• **Aim a**:
Show every line of the records below that contains the word "glass".

• **Extracted text**:
Howdy!
We've come a long way! We've set up our Kubernetes cluster, configured GitOps with ArgoCD, managed secrets securely, exposed applications through Ingress, and set up DNS with SSL certificates. But there's one critical piece we haven't addressed yet: storage.
In this chapter, we'll tackle one of the most challenging aspects of running Kubernetes in a homelab environment - persistent storage. Specifically, we'll explore how I implemented a distributed storage solution using Rook-Ceph to provide reliable, scalable block storage across my cluster.
The Storage Challenge
When you run applications on Kubernetes, especially stateful ones like databases, message queues, or monitoring systems, you need persistent storage that survives pod restarts and node failures. Without it, losing a pod means losing all your data.
In a cloud environment, this is straightforward - you just request a volume from your cloud provider. But in a homelab, you need to build this yourself.
Why Not Just Use Local Storage?
You might think, "Can't I just mount a local directory on each node?" Technically yes, but there are serious drawbacks:
- No redundancy - If a node fails, your data is gone
- Poor availability - Pods can't migrate between nodes
- Limited capacity - Bound by individual node storage
- Manual management - You have to handle backups yourself
For a homelab that aims to mimic production environments, this isn't acceptable.
Introducing Rook-Ceph
Rook is a cloud-native storage orchestrator that automates the deployment and management of storage systems in Kubernetes. Ceph is a distributed storage platform that provides block storage, object storage, and file system storage.

Entries for finding named things
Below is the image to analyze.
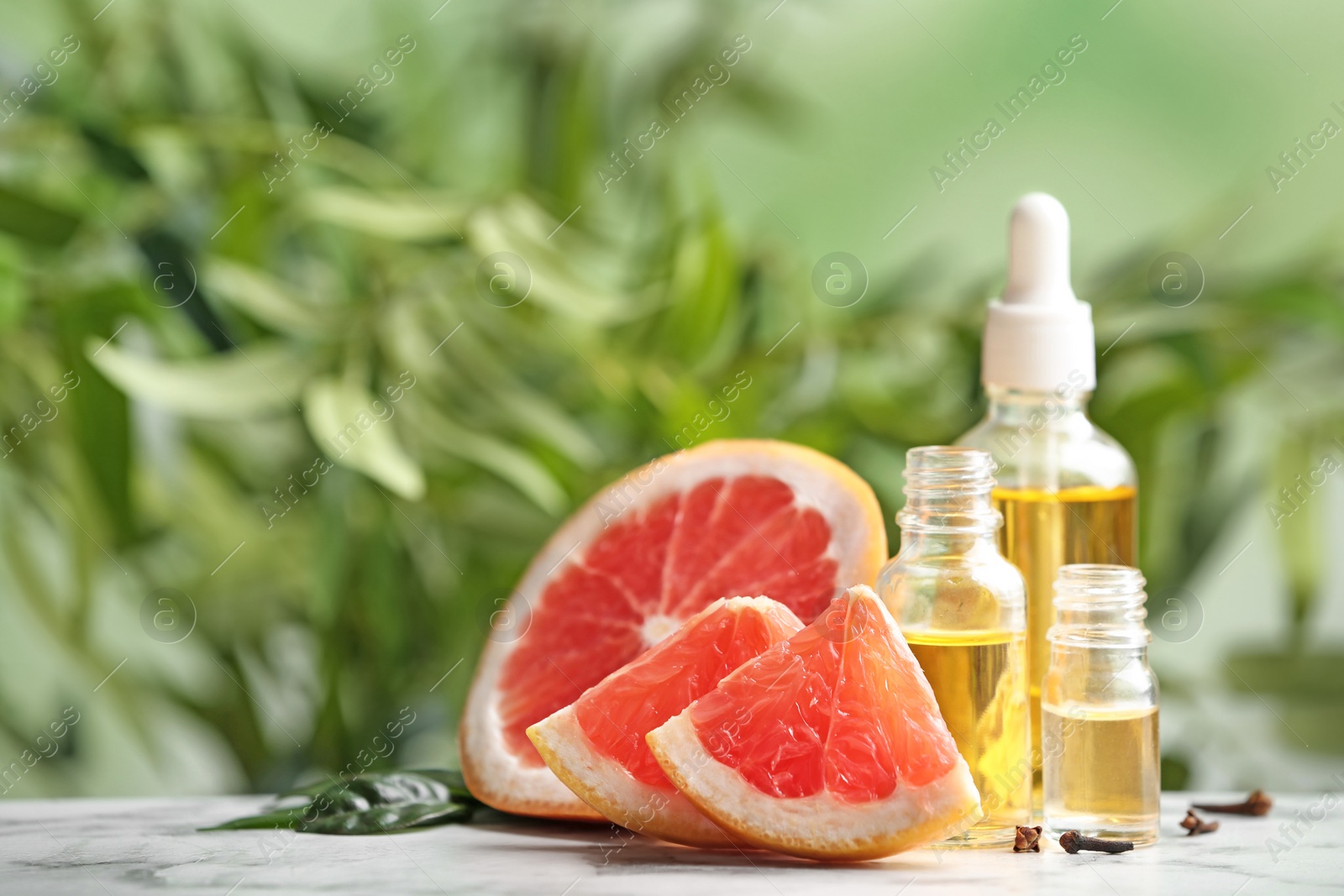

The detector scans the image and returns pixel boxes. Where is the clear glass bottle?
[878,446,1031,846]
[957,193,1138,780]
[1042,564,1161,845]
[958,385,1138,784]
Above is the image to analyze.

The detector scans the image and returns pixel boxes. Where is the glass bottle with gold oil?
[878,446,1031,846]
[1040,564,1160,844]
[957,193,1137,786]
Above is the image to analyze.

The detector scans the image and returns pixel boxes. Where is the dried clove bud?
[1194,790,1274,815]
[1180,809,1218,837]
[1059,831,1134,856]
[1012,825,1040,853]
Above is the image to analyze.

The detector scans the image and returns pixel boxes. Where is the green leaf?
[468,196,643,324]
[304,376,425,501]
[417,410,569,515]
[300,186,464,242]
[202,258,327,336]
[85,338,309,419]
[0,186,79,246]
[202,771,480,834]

• **Aim b**:
Answer these questions about the Kubernetes storage chapter above:
(i) In a cloud environment, where do you request a volume from?
(ii) Which tool was used to build the distributed storage solution across the cluster?
(iii) What three kinds of storage does Ceph provide?

• **Full solution a**:
The detector scans the image and returns pixel boxes. Where is the clear glass bottle?
The detector scans the image and returns pixel boxes. Where is the glass bottle with gold oil?

• **Full solution b**:
(i) From your cloud provider.
(ii) Rook-Ceph.
(iii) Block storage, object storage, and file system storage.